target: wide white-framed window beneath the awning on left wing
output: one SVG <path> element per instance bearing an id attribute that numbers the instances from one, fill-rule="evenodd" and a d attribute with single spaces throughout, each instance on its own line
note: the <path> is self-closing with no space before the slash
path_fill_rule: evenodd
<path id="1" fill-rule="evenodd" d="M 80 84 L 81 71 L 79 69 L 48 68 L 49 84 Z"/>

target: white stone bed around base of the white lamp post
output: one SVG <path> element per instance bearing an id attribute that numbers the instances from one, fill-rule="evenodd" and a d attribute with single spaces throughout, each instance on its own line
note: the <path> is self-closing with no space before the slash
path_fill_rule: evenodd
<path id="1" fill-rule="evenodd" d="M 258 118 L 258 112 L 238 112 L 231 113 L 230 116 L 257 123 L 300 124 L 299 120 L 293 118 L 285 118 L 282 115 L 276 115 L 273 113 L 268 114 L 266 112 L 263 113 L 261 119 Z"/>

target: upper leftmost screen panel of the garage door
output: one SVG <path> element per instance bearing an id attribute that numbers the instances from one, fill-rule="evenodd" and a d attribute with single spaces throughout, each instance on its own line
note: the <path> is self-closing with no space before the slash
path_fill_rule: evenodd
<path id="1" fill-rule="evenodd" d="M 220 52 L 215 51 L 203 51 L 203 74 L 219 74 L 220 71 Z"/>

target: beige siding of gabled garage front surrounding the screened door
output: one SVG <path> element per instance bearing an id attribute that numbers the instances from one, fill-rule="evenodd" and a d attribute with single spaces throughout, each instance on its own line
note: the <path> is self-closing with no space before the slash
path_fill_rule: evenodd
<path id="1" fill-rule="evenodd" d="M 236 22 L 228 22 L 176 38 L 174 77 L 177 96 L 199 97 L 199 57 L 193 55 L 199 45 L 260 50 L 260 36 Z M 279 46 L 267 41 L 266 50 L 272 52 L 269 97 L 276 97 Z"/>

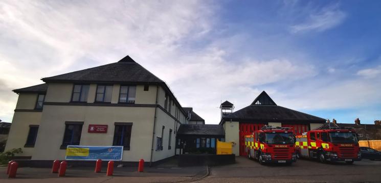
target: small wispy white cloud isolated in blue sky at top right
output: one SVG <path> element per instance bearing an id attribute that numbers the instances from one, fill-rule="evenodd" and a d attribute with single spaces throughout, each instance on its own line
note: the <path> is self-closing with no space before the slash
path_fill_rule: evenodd
<path id="1" fill-rule="evenodd" d="M 346 14 L 339 9 L 338 4 L 324 7 L 320 11 L 313 11 L 308 18 L 300 24 L 290 27 L 292 33 L 317 31 L 322 32 L 341 24 L 346 18 Z"/>

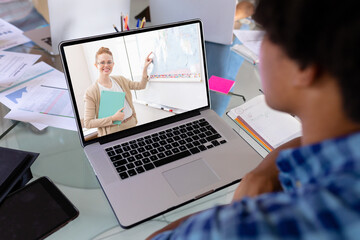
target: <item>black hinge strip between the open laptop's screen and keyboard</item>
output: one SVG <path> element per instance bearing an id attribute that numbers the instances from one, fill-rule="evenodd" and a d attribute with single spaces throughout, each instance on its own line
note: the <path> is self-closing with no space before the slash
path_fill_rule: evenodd
<path id="1" fill-rule="evenodd" d="M 148 124 L 144 124 L 141 126 L 138 126 L 136 128 L 130 128 L 121 132 L 117 132 L 117 133 L 113 133 L 109 136 L 106 136 L 104 139 L 99 140 L 100 144 L 106 144 L 124 137 L 128 137 L 134 134 L 138 134 L 141 132 L 145 132 L 154 128 L 158 128 L 167 124 L 171 124 L 174 122 L 178 122 L 190 117 L 194 117 L 194 116 L 198 116 L 200 115 L 200 111 L 199 110 L 194 110 L 194 111 L 190 111 L 190 112 L 186 112 L 180 115 L 176 115 L 176 116 L 172 116 L 172 117 L 168 117 L 166 119 L 161 119 L 161 120 L 157 120 L 155 122 L 151 122 Z"/>

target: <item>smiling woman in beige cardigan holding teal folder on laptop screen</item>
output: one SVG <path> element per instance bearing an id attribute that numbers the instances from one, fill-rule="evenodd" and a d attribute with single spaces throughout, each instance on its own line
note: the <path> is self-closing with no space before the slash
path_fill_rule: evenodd
<path id="1" fill-rule="evenodd" d="M 85 93 L 84 127 L 97 128 L 98 137 L 101 137 L 136 126 L 130 90 L 145 89 L 147 68 L 152 62 L 150 54 L 145 59 L 141 82 L 134 82 L 123 76 L 110 76 L 115 63 L 109 48 L 101 47 L 96 52 L 94 65 L 99 77 Z M 108 112 L 114 111 L 114 108 L 115 113 L 109 115 Z"/>

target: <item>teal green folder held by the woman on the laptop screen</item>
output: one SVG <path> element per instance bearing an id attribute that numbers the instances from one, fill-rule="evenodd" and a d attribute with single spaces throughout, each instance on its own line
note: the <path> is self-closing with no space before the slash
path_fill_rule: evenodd
<path id="1" fill-rule="evenodd" d="M 98 118 L 106 118 L 114 115 L 124 107 L 124 103 L 124 92 L 101 91 Z M 114 124 L 121 124 L 121 121 L 115 121 Z"/>

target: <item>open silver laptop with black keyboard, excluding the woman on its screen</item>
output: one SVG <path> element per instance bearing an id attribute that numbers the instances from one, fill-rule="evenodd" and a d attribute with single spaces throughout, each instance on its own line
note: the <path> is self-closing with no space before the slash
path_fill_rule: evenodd
<path id="1" fill-rule="evenodd" d="M 87 138 L 84 95 L 98 84 L 100 47 L 130 85 L 150 52 L 153 61 L 145 89 L 131 90 L 136 126 Z M 210 108 L 200 20 L 64 41 L 59 51 L 81 144 L 123 228 L 234 184 L 262 160 Z"/>

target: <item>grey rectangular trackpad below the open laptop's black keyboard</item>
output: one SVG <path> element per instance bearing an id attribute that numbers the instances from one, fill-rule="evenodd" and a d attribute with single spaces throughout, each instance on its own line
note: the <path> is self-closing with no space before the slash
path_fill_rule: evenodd
<path id="1" fill-rule="evenodd" d="M 163 175 L 179 197 L 220 180 L 202 159 L 163 172 Z"/>

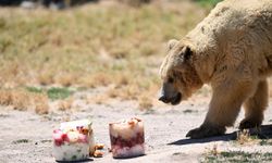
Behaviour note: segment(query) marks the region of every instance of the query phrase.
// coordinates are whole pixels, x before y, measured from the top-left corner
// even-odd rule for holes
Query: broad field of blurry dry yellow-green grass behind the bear
[[[208,11],[187,1],[139,8],[101,2],[65,11],[1,9],[0,103],[17,110],[36,103],[41,114],[48,112],[48,93],[29,93],[25,87],[107,87],[97,95],[98,103],[118,98],[151,108],[165,42],[184,36]]]

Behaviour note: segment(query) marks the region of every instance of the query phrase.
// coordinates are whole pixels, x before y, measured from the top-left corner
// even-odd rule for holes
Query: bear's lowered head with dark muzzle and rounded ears
[[[178,104],[203,85],[195,68],[195,55],[196,51],[189,41],[169,41],[168,55],[160,67],[163,80],[160,101]]]

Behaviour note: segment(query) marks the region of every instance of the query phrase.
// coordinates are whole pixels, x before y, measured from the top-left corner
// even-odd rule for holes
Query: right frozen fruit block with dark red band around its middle
[[[144,124],[139,118],[110,123],[113,158],[132,158],[145,154]]]

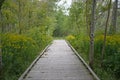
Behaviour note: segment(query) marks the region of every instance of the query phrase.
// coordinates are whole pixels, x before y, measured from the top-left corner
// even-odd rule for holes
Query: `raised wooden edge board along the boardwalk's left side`
[[[30,72],[30,70],[32,69],[32,67],[36,64],[36,62],[41,58],[41,56],[47,51],[48,47],[51,44],[48,44],[45,49],[40,53],[40,55],[38,55],[38,57],[32,62],[32,64],[26,69],[26,71],[19,77],[18,80],[23,80],[27,74]]]

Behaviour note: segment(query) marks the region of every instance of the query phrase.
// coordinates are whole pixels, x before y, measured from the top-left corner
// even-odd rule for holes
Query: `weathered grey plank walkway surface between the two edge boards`
[[[95,80],[65,40],[54,40],[23,80]]]

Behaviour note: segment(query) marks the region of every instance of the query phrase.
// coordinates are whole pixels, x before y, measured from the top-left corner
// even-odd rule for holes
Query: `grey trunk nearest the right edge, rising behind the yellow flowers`
[[[117,6],[118,6],[118,0],[115,0],[113,3],[113,10],[112,10],[112,21],[109,33],[115,34],[116,33],[116,23],[117,23]]]

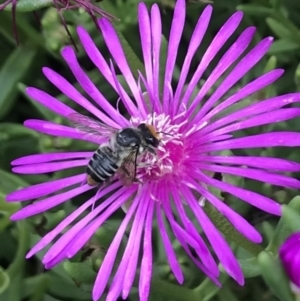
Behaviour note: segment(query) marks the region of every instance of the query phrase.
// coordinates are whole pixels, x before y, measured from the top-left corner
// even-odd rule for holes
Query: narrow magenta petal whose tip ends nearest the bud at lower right
[[[185,185],[199,192],[204,198],[206,198],[220,213],[222,213],[231,222],[236,230],[239,231],[242,235],[255,243],[260,243],[262,241],[260,233],[251,224],[249,224],[241,215],[237,214],[225,203],[220,201],[207,189],[198,184],[196,181],[192,180],[190,177],[187,178],[184,182]]]

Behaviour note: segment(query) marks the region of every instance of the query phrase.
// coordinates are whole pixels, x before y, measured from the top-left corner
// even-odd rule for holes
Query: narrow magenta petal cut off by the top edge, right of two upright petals
[[[181,40],[185,21],[185,0],[177,0],[174,8],[171,32],[168,43],[167,61],[165,67],[164,91],[163,91],[163,109],[169,112],[170,98],[169,89],[166,84],[171,83],[174,66],[177,58],[178,46]]]

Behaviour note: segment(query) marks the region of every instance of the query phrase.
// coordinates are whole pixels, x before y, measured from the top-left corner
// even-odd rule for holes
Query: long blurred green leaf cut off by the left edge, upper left
[[[27,74],[34,61],[36,50],[17,47],[0,70],[0,118],[12,108],[16,97],[16,85]]]

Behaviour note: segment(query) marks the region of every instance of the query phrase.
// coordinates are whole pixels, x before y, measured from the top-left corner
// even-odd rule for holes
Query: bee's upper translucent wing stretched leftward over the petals
[[[93,136],[98,139],[110,137],[118,130],[101,121],[79,113],[70,114],[68,119],[72,122],[76,129],[85,132],[88,136]]]

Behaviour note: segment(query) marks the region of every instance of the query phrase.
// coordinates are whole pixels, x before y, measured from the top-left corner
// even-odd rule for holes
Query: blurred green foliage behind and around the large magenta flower
[[[153,2],[152,0],[146,0],[149,6]],[[189,38],[201,11],[206,5],[205,2],[207,1],[195,0],[187,3],[187,20],[177,60],[177,69],[174,72],[174,83],[178,79]],[[64,2],[62,1],[62,3]],[[115,21],[115,24],[120,35],[124,37],[124,41],[128,43],[127,46],[132,48],[135,55],[141,58],[141,48],[137,38],[137,3],[138,0],[104,0],[104,2],[95,3],[95,5],[107,10],[119,19],[119,21]],[[0,300],[88,301],[91,300],[92,283],[101,264],[101,259],[105,254],[105,248],[112,239],[123,217],[123,213],[118,212],[104,227],[99,229],[89,245],[74,259],[57,266],[51,271],[44,270],[41,264],[40,259],[43,252],[40,252],[30,260],[25,260],[25,254],[40,236],[52,229],[78,204],[84,202],[88,196],[79,196],[64,206],[59,206],[48,213],[35,216],[27,221],[12,223],[9,220],[11,213],[18,210],[21,205],[18,203],[6,203],[5,195],[7,193],[20,187],[60,178],[76,172],[72,169],[37,176],[13,175],[10,173],[11,160],[33,153],[95,149],[95,146],[86,142],[45,136],[22,126],[24,120],[29,118],[51,120],[57,123],[65,122],[59,116],[54,115],[54,113],[29,99],[24,93],[26,86],[39,87],[74,107],[74,103],[61,95],[42,76],[41,68],[43,66],[51,67],[71,82],[74,82],[75,86],[77,84],[60,56],[62,47],[70,44],[71,41],[52,1],[20,0],[19,4],[16,15],[19,46],[16,45],[13,35],[11,7],[7,7],[6,10],[0,12]],[[166,49],[174,0],[161,0],[158,4],[162,9],[163,33],[166,37],[163,49]],[[22,5],[25,5],[27,9],[22,11],[22,7],[24,7]],[[30,5],[33,5],[33,8],[36,9],[35,14],[24,12],[32,10]],[[260,91],[251,99],[246,99],[240,105],[300,90],[299,1],[216,0],[212,5],[214,7],[213,17],[203,43],[193,61],[191,74],[196,69],[211,39],[225,20],[236,10],[243,10],[245,15],[242,24],[226,47],[230,45],[230,42],[234,40],[237,34],[252,25],[257,27],[252,46],[269,35],[274,36],[275,41],[268,55],[243,78],[231,93],[256,76],[275,67],[284,68],[286,70],[284,76],[271,87]],[[63,6],[60,7],[62,8]],[[105,57],[109,58],[101,34],[92,18],[84,9],[67,9],[62,11],[62,15],[78,48],[77,55],[81,65],[107,99],[116,104],[117,95],[88,60],[76,36],[76,25],[83,25],[90,32]],[[209,71],[212,70],[217,59],[224,53],[226,47],[209,66],[203,80],[205,80]],[[138,62],[133,60],[132,64],[136,66]],[[200,86],[201,82],[199,83]],[[124,114],[126,113],[124,112]],[[245,130],[237,133],[237,135],[288,129],[300,131],[300,122],[291,120],[280,124]],[[241,154],[239,151],[236,153]],[[300,154],[297,148],[249,150],[246,154],[277,156],[300,161]],[[299,178],[299,174],[295,176]],[[241,180],[228,176],[223,176],[223,180],[234,182],[242,187],[267,195],[282,204],[288,204],[297,195],[297,191],[271,187],[268,184],[257,183],[251,180]],[[299,298],[291,293],[276,253],[278,245],[287,234],[300,229],[300,226],[297,224],[300,217],[297,213],[300,211],[300,199],[294,198],[289,206],[284,207],[284,216],[279,221],[278,218],[264,214],[222,192],[215,191],[215,193],[234,207],[236,211],[243,214],[264,236],[262,247],[253,249],[252,253],[249,250],[253,246],[246,250],[247,245],[241,247],[236,244],[238,239],[232,239],[232,237],[231,240],[229,239],[247,277],[246,285],[239,287],[222,272],[221,282],[223,287],[221,289],[217,288],[204,278],[202,273],[187,258],[176,240],[174,240],[174,248],[185,274],[184,288],[175,286],[175,280],[167,264],[163,247],[157,235],[155,235],[155,268],[151,300],[171,301],[178,298],[179,300],[190,301],[189,293],[191,290],[189,289],[192,289],[192,292],[196,292],[197,300],[201,301],[290,301]],[[214,215],[215,212],[211,210],[210,214]],[[219,217],[217,220],[220,221],[218,226],[222,228],[222,218]],[[226,221],[224,222],[226,223]],[[199,231],[201,230],[199,229]],[[226,235],[226,231],[223,232]],[[124,237],[124,243],[126,243],[126,237]],[[260,253],[263,248],[266,248],[266,251]],[[260,254],[256,257],[255,255],[258,253]],[[128,300],[138,300],[137,290],[132,291]]]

*Requirement*:
Within the entries, find all lines that contain "open" and copy each one.

*Answer to this task*:
target: <item>black hinge strip between the open laptop's screen and keyboard</item>
target: <item>open silver laptop with black keyboard, excluding the woman on its screen</item>
target: <item>grey rectangular trackpad below the open laptop's black keyboard</item>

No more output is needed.